TAREFAS:
**1)** Indique todos os princípios jurídicos nomeados no excerto de origem, cada um uma única vez.
**2)** Reproduza fielmente o trecho do excerto de origem que vai de "LXXVII. A admitir" a "ou da proporcionalidade.".

LXXVII. A admitir em tese que existisse no caso uma expetativa legítima e daí tivesse derivado um investimento de confiança sempre improcederia este fundamento de ilegalidade dado falhar o último requisito ou teste cumulativo, porquanto no exercício da ponderação entre interesses contrapostos, levado a cabo de acordo com o princípio da proporcionalidade em sentido estrito, a confiança dos municípios, nomeadamente, do aqui A., na continuidade do quadro normativo vigente não se pode sobrelevar em face das razões de interesse público que motivaram a alteração do quadro normativo neste domínio, termos em que inexiste qualquer ofensa aos princípios da proteção da confiança, da boa-fé ou da proporcionalidade.

LXXVIII. Para além disso e presente tudo o atrás exposto temos que o ato impugnado em nada infringe o princípio da legalidade [cfr. art. 266° da CRP], quer na vertente da precedência da lei como no da prevalência da lei, já que o mesmo se mostra proferido no quadro e ao abrigo do que havia sido disciplinado pelo DL n.° 45/2014, diploma que o antecedeu e lhe conferiu sua base normativa, assim como nos seus termos observa e respeita aquilo que era e é o seu quadro normativo de referência e, bem assim, o demais que lhe é aplicável, na certeza de que inexiste alegação suficiente e demonstração probatória cabal nos autos de que na opção tomada de prossecução do interesse público através daquela decisão jurídico-pública de privatizar, tendo subjacentes os deveres de eficiência e de boa administração, a mesma no contexto não constituísse a forma mais eficiente de promover e satisfazer tal interesse.

EXCERTOS DOS REGISTOS:

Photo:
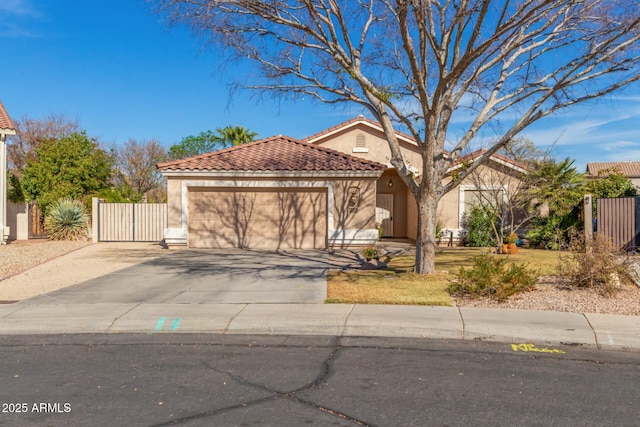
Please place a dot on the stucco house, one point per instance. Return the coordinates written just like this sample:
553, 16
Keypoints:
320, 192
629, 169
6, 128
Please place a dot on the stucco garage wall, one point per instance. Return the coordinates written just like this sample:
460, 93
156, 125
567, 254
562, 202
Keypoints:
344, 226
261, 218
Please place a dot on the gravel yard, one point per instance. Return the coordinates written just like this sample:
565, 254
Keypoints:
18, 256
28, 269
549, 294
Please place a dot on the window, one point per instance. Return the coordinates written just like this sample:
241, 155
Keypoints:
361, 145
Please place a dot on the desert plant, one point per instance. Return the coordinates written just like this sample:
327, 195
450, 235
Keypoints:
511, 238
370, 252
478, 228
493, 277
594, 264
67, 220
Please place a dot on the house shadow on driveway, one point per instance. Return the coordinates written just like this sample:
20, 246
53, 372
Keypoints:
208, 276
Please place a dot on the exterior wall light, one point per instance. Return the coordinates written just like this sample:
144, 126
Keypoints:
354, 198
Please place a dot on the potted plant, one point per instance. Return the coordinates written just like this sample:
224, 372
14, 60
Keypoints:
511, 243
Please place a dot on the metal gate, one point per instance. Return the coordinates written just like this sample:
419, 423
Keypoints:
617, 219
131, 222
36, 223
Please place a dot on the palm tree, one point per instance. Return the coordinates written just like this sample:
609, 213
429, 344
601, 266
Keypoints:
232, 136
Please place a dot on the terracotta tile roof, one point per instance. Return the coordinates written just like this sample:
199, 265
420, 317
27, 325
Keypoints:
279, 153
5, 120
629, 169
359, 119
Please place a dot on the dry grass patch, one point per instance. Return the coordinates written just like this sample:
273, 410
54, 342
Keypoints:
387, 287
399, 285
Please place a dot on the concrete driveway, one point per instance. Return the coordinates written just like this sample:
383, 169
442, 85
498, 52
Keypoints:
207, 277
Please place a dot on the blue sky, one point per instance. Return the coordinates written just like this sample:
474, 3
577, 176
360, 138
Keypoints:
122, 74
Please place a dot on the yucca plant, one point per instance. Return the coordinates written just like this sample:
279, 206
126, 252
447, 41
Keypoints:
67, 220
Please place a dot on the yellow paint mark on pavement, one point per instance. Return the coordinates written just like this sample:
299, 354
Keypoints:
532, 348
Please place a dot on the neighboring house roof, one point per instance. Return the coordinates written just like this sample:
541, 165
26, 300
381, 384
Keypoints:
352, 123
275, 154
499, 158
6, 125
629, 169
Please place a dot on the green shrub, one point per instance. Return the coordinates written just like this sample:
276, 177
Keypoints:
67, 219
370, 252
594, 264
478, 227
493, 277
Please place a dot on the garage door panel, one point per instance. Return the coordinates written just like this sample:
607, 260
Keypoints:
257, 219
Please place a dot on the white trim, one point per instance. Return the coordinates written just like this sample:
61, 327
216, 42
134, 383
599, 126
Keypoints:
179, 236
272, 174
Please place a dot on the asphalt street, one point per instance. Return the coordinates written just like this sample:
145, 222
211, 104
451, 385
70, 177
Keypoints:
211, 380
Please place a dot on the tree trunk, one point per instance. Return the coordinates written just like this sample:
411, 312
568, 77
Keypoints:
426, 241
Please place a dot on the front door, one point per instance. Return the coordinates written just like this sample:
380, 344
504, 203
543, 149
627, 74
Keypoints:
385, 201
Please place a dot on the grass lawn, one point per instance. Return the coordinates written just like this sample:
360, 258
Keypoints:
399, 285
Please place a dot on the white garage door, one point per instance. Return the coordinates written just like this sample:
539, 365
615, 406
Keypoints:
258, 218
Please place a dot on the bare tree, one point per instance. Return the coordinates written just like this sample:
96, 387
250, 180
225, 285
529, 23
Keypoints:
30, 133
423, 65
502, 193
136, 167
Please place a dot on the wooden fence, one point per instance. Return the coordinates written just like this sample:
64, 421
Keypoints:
...
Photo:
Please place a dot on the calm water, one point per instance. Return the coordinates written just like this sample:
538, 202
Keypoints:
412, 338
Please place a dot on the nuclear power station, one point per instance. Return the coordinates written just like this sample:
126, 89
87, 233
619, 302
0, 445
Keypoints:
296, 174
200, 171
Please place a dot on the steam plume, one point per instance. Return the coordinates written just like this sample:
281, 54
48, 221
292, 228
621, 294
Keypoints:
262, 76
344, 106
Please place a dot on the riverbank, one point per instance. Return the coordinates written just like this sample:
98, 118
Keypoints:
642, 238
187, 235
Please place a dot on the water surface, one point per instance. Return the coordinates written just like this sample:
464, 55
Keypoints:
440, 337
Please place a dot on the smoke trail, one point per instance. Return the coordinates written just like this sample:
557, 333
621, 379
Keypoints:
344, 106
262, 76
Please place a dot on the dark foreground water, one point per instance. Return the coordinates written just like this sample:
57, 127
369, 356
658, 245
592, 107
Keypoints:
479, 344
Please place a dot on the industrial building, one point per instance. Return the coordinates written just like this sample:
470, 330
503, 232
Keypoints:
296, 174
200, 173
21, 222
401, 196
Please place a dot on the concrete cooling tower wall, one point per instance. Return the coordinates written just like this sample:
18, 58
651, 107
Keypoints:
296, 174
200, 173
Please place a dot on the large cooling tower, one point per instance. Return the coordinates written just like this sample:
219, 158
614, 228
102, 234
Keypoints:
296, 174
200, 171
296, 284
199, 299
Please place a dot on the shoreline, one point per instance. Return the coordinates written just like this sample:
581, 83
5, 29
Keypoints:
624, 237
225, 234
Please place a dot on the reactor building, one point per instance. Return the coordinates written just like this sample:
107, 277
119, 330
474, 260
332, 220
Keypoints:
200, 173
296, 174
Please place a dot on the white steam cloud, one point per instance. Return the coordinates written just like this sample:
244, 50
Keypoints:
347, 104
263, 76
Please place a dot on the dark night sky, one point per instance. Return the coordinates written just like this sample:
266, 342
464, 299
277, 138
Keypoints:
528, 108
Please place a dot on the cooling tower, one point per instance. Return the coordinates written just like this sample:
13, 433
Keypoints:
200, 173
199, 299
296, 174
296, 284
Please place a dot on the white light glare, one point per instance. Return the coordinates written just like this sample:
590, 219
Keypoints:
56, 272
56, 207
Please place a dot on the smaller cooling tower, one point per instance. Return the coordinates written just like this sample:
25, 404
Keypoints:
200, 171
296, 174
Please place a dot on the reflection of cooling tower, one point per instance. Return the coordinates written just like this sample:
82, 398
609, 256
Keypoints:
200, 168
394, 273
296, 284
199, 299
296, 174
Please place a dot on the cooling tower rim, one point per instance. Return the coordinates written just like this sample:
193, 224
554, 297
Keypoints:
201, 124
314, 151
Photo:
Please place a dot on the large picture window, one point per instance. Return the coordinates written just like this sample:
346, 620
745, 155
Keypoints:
==
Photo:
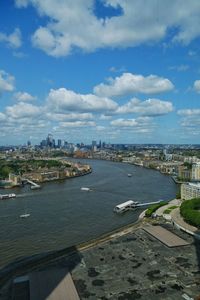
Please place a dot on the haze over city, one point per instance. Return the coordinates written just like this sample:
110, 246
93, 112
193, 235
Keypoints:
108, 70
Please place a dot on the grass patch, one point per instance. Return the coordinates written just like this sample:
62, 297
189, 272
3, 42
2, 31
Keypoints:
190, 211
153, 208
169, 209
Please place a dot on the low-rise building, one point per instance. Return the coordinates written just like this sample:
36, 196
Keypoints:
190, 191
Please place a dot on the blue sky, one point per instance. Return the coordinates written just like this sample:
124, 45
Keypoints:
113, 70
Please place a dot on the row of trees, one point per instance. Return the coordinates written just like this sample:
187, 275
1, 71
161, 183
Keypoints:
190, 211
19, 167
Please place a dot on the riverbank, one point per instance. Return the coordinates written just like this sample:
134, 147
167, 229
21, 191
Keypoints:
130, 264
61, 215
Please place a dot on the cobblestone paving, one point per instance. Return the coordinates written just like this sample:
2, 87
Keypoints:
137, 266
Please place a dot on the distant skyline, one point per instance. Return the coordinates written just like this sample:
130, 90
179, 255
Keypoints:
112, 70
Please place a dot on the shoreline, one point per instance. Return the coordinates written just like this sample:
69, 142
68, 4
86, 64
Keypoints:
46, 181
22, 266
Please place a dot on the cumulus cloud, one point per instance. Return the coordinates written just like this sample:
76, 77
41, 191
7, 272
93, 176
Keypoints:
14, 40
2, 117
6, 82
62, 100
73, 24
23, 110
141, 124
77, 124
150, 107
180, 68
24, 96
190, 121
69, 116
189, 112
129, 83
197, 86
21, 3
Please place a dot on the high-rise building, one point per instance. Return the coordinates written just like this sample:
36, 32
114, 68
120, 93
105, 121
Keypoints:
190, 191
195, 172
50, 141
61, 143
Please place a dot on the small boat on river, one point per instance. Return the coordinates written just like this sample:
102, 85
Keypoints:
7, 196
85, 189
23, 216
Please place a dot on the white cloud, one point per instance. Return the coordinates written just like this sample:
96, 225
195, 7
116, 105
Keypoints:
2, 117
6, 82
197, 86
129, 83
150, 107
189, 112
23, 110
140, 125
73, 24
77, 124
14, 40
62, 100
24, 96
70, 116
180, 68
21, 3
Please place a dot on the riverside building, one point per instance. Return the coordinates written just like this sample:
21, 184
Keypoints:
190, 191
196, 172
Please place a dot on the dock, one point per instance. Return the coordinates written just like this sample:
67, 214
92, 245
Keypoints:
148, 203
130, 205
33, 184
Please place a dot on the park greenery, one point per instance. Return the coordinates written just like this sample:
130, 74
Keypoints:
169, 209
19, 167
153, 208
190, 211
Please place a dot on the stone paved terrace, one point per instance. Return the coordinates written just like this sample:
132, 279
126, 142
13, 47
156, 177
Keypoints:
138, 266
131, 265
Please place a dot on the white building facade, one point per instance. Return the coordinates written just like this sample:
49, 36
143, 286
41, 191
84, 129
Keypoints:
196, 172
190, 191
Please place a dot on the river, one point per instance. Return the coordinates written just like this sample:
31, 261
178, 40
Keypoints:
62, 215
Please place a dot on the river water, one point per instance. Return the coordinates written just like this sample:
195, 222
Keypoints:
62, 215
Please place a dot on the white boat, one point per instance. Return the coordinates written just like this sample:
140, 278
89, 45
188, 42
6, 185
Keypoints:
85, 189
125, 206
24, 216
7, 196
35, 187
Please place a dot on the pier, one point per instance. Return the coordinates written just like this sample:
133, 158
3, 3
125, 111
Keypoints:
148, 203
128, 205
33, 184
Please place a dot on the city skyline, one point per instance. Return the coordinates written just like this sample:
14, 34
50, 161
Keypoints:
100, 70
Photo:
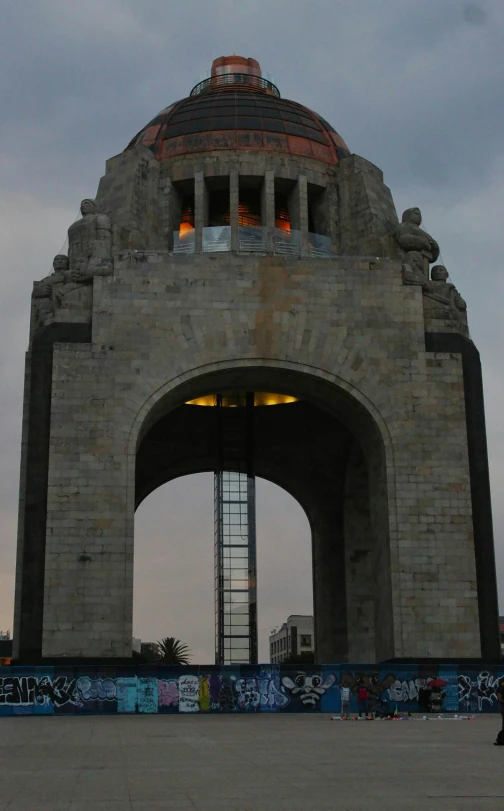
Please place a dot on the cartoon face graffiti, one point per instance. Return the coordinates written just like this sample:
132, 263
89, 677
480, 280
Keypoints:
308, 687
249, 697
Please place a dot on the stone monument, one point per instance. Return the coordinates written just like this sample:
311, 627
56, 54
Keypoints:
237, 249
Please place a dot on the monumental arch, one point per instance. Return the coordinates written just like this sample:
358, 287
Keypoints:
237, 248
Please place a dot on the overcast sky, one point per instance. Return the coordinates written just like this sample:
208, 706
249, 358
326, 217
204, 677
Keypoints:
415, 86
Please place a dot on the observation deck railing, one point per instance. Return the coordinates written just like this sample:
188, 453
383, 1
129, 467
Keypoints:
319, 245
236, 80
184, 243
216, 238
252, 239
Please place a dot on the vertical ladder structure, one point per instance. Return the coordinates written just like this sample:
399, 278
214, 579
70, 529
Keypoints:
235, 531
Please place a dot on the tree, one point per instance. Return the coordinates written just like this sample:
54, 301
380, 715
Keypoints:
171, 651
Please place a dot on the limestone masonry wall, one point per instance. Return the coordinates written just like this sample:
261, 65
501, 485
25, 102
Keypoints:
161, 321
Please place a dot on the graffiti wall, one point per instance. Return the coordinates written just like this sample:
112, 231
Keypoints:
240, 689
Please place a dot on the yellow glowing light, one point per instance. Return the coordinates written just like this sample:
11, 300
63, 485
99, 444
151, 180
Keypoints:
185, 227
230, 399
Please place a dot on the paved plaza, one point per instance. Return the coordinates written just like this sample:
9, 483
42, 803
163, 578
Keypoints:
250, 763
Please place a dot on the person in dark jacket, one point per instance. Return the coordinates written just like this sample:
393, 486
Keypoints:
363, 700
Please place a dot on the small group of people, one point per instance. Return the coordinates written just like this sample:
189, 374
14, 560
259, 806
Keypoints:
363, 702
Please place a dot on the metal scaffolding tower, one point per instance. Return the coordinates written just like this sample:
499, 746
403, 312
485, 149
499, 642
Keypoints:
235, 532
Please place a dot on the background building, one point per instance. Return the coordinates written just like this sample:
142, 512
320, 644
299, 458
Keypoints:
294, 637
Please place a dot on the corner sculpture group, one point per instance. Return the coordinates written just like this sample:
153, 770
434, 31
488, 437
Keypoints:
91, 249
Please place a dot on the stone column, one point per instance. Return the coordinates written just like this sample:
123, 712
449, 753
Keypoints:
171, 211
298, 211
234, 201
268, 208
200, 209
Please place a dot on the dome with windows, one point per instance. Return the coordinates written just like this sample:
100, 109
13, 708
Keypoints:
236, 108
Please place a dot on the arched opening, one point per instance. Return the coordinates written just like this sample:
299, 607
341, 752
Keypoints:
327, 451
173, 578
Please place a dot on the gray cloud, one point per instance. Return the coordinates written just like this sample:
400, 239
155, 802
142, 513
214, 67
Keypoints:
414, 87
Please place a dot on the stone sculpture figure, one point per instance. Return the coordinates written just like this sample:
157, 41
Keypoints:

RESPOSTAS DO EXERCÍCIO:
**1)** Princípio da proporcionalidade (em sentido estrito), princípio da proteção da confiança, princípio da boa-fé e princípio da legalidade.

**2)**
LXXVII. A admitir em tese que existisse no caso uma expetativa legítima e daí tivesse derivado um investimento de confiança sempre improcederia este fundamento de ilegalidade dado falhar o último requisito ou teste cumulativo, porquanto no exercício da ponderação entre interesses contrapostos, levado a cabo de acordo com o princípio da proporcionalidade em sentido estrito, a confiança dos municípios, nomeadamente, do aqui A., na continuidade do quadro normativo vigente não se pode sobrelevar em face das razões de interesse público que motivaram a alteração do quadro normativo neste domínio, termos em que inexiste qualquer ofensa aos princípios da proteção da confiança, da boa-fé ou da proporcionalidade.